WHAT YOU ARE ASKED TO DO: Find all the lines in the material below with the word "task", and copy them.

PROVIDED DATA:

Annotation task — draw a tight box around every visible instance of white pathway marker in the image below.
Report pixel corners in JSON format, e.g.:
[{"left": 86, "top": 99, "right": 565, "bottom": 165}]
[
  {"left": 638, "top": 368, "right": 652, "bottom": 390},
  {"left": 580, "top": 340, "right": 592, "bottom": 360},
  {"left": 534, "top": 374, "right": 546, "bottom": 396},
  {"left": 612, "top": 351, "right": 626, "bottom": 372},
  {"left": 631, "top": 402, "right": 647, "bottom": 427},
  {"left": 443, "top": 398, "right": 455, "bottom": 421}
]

...

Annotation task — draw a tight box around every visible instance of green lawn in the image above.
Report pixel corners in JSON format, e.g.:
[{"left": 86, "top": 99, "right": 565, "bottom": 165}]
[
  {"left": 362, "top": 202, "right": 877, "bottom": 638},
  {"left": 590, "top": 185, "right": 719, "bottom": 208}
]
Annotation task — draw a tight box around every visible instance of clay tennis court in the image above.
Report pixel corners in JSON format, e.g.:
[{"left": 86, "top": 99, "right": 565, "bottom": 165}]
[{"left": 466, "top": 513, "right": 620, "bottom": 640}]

ANSWER SECTION:
Annotation task — draw a tight box around every visible instance of white pathway marker in the image below.
Annotation task — draw a tight box around every visible instance of green lawn in the image above.
Annotation task — draw a tight box around every visible instance of clay tennis court in the image above.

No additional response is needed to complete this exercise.